Task details
Nothing may be left out or changed. Print every entry.

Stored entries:
******************************
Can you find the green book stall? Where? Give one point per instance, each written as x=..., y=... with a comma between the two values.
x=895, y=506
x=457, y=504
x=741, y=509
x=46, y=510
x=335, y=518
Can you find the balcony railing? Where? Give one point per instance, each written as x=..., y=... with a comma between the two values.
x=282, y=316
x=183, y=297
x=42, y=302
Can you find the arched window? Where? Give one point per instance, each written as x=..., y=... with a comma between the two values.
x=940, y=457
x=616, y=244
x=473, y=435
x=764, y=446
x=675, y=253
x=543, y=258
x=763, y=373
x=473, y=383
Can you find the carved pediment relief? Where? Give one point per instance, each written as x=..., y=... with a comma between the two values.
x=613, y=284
******************************
Exercise answer
Can you find the green book stall? Where? Give one point per instance, each written as x=..., y=... with a comma between the two values.
x=895, y=506
x=457, y=504
x=741, y=509
x=46, y=510
x=335, y=518
Can you find the balcony railing? Where? Give one point per instance, each written as x=..., y=... with a comma between the two values.
x=282, y=316
x=183, y=297
x=42, y=302
Can you find the arched window? Where? Give one point per instance, each written as x=..., y=... with a comma between the two values.
x=940, y=457
x=616, y=244
x=473, y=435
x=764, y=446
x=675, y=253
x=543, y=258
x=763, y=373
x=473, y=383
Can you find the carved pediment relief? Where? Give one point per instance, each written as x=..., y=... with a comma between the two values.
x=613, y=284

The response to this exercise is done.